Point annotation dataset records:
※ ※ ※

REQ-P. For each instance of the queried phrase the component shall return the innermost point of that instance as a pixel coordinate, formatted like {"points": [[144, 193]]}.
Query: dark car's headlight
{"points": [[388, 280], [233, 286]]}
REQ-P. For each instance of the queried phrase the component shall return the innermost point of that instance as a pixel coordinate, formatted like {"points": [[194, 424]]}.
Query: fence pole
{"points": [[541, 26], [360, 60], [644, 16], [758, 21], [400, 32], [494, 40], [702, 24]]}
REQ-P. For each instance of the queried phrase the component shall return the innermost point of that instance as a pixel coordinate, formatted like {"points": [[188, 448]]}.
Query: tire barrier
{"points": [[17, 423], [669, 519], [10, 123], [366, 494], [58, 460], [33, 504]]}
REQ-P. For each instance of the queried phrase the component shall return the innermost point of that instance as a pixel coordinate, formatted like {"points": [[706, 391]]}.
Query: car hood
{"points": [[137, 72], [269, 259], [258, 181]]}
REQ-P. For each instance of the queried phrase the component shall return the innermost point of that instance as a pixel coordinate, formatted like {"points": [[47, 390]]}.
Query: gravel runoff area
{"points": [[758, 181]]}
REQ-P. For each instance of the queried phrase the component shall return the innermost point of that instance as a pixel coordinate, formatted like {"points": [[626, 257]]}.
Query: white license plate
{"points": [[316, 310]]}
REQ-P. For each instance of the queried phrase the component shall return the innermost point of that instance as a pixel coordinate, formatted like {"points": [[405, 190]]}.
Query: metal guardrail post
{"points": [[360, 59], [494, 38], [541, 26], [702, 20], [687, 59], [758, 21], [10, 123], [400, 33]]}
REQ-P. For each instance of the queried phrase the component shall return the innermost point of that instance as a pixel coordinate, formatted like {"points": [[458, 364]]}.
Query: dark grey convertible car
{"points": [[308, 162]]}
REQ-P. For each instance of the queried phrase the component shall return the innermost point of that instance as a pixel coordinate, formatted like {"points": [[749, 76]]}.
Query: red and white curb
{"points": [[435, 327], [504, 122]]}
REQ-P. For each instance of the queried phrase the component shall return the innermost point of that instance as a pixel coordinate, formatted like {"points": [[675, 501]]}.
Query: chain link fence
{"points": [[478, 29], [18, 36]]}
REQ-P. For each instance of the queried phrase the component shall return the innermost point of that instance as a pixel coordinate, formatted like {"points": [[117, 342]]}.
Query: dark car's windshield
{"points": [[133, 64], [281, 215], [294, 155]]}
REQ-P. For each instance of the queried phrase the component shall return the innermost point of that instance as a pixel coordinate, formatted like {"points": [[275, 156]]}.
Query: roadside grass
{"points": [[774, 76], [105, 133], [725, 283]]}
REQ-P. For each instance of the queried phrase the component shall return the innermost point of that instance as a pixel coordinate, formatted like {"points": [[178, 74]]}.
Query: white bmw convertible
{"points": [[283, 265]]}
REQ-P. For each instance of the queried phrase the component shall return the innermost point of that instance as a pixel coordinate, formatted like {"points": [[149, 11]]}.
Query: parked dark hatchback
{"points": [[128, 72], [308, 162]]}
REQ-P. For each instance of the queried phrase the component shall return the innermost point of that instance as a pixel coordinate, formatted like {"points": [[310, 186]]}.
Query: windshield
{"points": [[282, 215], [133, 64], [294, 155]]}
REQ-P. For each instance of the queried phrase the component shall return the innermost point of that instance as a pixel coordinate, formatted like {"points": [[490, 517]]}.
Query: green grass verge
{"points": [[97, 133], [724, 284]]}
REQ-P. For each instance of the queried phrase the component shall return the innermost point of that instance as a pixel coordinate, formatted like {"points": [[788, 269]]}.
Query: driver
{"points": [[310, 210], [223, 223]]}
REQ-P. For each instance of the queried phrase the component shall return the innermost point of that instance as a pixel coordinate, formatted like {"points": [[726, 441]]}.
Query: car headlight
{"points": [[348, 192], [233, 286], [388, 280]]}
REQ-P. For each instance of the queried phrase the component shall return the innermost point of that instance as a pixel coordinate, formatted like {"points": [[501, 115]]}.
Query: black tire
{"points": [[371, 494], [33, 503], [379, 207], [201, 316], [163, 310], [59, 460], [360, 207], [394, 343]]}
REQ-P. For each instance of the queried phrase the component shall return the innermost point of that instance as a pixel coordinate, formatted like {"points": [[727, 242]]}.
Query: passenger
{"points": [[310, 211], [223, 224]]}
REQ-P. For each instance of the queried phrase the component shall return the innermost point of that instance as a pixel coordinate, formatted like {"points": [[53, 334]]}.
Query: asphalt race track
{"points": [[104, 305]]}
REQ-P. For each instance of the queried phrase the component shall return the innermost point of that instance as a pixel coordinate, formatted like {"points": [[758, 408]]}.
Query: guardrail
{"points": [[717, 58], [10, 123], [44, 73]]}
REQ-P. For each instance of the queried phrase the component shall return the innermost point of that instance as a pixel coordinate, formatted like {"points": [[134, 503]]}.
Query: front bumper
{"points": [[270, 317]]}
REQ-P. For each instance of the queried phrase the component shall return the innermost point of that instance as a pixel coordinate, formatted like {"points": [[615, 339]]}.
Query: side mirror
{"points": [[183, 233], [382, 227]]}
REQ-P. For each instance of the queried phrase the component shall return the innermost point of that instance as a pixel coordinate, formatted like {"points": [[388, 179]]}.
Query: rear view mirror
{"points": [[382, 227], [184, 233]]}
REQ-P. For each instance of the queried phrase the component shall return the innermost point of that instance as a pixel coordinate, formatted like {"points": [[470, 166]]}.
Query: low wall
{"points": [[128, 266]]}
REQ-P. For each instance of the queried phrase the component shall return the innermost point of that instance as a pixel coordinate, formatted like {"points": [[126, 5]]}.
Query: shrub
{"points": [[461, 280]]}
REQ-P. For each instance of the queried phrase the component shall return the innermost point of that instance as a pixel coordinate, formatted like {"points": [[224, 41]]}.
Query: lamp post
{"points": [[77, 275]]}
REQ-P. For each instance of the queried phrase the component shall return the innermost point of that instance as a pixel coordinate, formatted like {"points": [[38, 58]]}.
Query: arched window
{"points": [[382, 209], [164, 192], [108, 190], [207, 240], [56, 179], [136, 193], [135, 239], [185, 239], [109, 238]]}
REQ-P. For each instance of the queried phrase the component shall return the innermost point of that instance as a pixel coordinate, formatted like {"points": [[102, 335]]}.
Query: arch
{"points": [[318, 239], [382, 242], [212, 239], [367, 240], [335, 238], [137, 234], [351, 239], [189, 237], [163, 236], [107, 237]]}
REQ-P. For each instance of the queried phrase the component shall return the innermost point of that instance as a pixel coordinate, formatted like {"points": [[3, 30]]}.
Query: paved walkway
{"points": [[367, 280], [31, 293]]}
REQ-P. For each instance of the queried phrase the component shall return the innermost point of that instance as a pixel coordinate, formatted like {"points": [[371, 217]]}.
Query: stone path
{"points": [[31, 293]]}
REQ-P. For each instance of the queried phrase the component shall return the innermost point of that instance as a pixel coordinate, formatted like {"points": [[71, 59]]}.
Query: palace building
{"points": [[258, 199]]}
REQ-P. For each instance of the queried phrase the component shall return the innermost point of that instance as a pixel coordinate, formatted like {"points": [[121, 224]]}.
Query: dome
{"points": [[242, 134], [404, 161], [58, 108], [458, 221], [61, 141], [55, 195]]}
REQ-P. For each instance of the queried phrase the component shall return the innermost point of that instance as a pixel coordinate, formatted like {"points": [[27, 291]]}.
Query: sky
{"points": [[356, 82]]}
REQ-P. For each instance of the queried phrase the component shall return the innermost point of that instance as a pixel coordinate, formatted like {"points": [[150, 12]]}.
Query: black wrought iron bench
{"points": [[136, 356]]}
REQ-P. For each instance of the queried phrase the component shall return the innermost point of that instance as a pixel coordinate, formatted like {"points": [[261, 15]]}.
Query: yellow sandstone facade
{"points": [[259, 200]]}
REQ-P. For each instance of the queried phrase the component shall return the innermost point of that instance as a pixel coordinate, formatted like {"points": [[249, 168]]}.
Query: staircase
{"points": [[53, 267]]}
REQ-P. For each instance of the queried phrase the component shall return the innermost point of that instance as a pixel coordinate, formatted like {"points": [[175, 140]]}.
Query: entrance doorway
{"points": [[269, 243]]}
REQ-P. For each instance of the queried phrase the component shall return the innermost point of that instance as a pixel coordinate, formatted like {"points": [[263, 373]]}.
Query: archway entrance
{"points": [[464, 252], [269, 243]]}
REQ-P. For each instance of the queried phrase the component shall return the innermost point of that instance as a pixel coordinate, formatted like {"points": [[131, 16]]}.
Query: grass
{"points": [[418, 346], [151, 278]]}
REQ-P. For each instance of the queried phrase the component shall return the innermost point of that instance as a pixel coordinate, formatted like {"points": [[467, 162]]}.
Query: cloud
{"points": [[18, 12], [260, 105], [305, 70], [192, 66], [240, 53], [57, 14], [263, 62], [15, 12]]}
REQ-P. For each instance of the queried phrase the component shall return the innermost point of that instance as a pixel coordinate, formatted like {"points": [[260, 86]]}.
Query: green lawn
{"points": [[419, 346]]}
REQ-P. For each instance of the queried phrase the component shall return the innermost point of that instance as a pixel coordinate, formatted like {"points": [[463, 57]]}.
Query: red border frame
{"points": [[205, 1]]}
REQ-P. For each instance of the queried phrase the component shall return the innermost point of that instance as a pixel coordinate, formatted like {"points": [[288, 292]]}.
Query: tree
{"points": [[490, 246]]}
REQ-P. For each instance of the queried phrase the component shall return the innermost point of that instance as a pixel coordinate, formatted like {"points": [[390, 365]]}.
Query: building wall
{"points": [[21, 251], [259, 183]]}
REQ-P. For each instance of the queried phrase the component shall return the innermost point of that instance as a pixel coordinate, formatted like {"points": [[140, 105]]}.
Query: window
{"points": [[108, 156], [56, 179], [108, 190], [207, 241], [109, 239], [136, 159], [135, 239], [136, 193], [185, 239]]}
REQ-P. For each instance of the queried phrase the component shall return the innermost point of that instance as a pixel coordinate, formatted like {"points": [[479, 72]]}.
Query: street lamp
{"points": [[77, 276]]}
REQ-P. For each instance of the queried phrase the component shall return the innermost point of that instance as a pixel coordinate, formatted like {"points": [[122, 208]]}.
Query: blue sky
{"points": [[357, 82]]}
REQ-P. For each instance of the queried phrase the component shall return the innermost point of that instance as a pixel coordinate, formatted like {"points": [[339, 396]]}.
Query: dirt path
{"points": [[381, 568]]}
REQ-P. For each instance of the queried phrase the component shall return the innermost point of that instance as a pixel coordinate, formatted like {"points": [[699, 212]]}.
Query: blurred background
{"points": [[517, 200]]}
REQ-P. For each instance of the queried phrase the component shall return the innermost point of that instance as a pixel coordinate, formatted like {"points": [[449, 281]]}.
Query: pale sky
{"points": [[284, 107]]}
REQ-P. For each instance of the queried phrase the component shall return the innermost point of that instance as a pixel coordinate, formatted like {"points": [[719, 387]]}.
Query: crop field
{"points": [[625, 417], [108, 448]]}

※ ※ ※

- [Problem statement] Give only the number of lines in the records above that contain the word "building".

- [Result for this exercise] 2